### MATERIAL TO PROCESS
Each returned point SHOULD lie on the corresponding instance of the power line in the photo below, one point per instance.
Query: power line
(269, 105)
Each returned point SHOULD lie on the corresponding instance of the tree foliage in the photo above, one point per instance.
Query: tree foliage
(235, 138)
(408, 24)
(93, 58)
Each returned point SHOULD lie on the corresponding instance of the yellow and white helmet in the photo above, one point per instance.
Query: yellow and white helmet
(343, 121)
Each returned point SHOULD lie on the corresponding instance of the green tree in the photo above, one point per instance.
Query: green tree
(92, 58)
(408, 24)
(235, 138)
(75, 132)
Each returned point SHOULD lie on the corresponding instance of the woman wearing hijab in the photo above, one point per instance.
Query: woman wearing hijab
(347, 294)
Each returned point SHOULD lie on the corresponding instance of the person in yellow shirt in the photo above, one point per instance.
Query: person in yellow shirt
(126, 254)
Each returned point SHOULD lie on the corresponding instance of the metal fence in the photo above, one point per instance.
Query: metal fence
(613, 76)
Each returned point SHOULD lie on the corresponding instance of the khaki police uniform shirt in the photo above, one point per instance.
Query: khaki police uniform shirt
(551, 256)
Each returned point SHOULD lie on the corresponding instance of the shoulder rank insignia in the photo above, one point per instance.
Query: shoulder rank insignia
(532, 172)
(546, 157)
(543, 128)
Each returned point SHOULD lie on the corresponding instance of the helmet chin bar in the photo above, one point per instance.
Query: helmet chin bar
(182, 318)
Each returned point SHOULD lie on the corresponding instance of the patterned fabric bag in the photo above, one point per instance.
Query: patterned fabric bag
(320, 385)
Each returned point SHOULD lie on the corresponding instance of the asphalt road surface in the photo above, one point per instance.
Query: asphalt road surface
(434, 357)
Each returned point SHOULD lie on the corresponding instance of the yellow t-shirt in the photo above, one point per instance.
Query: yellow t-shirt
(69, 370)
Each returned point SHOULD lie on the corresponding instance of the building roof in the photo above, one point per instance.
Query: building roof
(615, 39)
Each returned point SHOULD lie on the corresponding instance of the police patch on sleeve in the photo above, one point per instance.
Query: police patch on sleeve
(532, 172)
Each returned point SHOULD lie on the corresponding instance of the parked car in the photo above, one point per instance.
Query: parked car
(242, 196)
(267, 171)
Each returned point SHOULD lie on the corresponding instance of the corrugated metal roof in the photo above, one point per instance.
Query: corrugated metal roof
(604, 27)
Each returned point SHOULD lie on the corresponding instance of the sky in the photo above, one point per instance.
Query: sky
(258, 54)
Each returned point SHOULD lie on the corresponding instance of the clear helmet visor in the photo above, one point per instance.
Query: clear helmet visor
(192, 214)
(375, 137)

### EXERCISE DIRECTIONS
Having read the entries, output all of them verbatim.

### FINAL ANSWER
Each returned point SHOULD lie on the corresponding instance of the power line in the photo below, one point per instance.
Query: power line
(269, 105)
Each returned point SHOULD lie on the corresponding instance of the tree foliage in the photo above, one point per instance.
Query: tree foliage
(235, 138)
(408, 24)
(93, 58)
Each returned point SHOULD lie on the corresponding instance of the yellow and white helmet in the photo above, one point per instance.
Query: yellow and white helmet
(343, 121)
Each returned point SHOULD lie on the corresponding instance of the green tree in the photo above, one point per instance.
Query: green tree
(92, 58)
(408, 24)
(235, 138)
(75, 132)
Each returned point SHOULD lie on the corresponding instance of the woman wearing hijab in the photo above, one point per instance.
Query: woman wearing hijab
(347, 294)
Each returned point SHOULD lie on the corresponding instance of the person in yellow shirt in the photo above, one point per instance.
Query: person in yellow shirt
(126, 254)
Each returned point SHOULD lie on the corresponding instance of the metal fence in the photo above, one point per instance.
Query: metal fence
(613, 76)
Each returned point SHOULD lie on the corresponding instance of the khaki police uniform shirt in the photo above, one point per instance.
Query: khaki police uniform shirt
(551, 256)
Each returned point SHOULD lie on the corresponding instance of the shoulder rank insignia in the photo above, one point per instance.
Query: shoulder rank insignia
(532, 172)
(546, 157)
(543, 128)
Each returned point SHOULD lie on the corresponding instance of the helmet chin bar in the photo above, one point per instance.
Query: helmet chin bar
(182, 318)
Each returned point SHOULD lie on the corresponding instance of the patterned fabric bag in the photo above, one point per instance.
Query: patterned fabric bag
(320, 385)
Each returned point SHOULD lie on the corresponding instance of the asphalt road surface in the photo above, one point per instance.
Query: asphalt road surface
(434, 357)
Each returned point SHOULD lie on the corresponding instance of the yellow t-shirt in the photo above, one point per instance.
Query: yellow t-shirt
(69, 370)
Each returned point SHOULD lie on the corresponding instance of the building roof in the photo above, one point per instance.
Query: building roof
(615, 39)
Each returned point SHOULD lie on the corresponding instance of the police patch on sleeve in the photo above, one point per instance.
Query: police patch on sleeve
(532, 172)
Each returned point SHOULD lie on the corresponding instance of the parked car in the photo above, one point per instance.
Query: parked car
(242, 196)
(267, 171)
Each returned point SHOULD lie on the corresponding instance of the corrugated metal roof in the photo above, one point per instance.
Query: corrugated metal roof
(604, 27)
Each returned point SHOULD lie on the corresponding instance of the sky in the photo above, one point per instance.
Query: sky
(258, 54)
Each returned point SHOULD lie on the corresponding instance of the clear helmet visor in the photo above, one point per instance.
Query: clear helmet visor
(192, 214)
(375, 137)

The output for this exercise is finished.